• _Article_
_ _ _

SUMMARY OF INVENTION
[0007] Whilst simply achieved effective and safe methods of
redundancy control can be implemented for scenario (i), the known
methods of redundancy control have a number of serious drawbacks in
scenario (ii). In this case, an additional controller is generally
required in order to monitor the redundant electrical devices and
switch to a standby mode in the event of failure. In order to fully
satisfy high availability requirements, the controller itself also
has to be redundant in its own right. A redundancy mechanism
likewise has to exist for this. The redundancy control is only safe
when such an outlay has been made and the control thus meets real
time requirements, in most cases at least. Such systems are very
expensive, however.
[0008] According to a further prior art, provision is made for two
electrical devices to permanently monitor each other. To this end,
one of the electrical devices is directed into an active
operational state (act), whilst the remaining electrical device
remains in a ready or standby operational state (stb). In this
case, all the applications of the electrical devices that are in
the standby operational state are deactivated. If the latter now
decides that the active electrical device has failed, it switches
to an active operational state.
[0009] This method involves a relatively large risk of a
"split-brain" scenario occurring. In the split-brain scenario, the
two redundancy partners no longer consistently align their
operational states with each other. This means that both partners
can be in the standby or active operational state. It can also
occur that both systems oscillate synchronously between the active
and standby operational state. Sometimes such an event can only be
rectified manually. The effects of such a scenario can cause havoc
with the whole operation. The risk of a split-brain scenario
occurring should therefore be avoided by selecting a highly
reliable redundancy method.
[0010] It is certainly true that the aforementioned risk can be
reduced at concept level by having the decision regarding (act/stb)

_ _ _

• _Material_
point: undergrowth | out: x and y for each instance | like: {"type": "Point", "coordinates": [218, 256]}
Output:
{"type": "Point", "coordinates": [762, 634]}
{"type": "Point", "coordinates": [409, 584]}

_ _ _

• _Given problem A_
Shorten the paragraph in the summary that begins "According to a further prior art" and keep its main facts.
• _Given problem B_
Give the stretch of the summary from "[0009] This method" through "reliable redundancy method." again, switching "havoc" to "chaos".

• _Solution A_
Another prior-art approach has two electrical devices monitor each other continuously. One device runs in an active operational state (act). The other stays in a ready or standby state (stb), with all of its applications deactivated. If the standby device decides that the active one has failed, it switches to the active state.

• _Solution B_
[0009] This method involves a relatively large risk of a
"split-brain" scenario occurring. In the split-brain scenario, the
two redundancy partners no longer consistently align their
operational states with each other. This means that both partners
can be in the standby or active operational state. It can also
occur that both systems oscillate synchronously between the active
and standby operational state. Sometimes such an event can only be
rectified manually. The effects of such a scenario can cause chaos
with the whole operation. The risk of a split-brain scenario
occurring should therefore be avoided by selecting a highly
reliable redundancy method.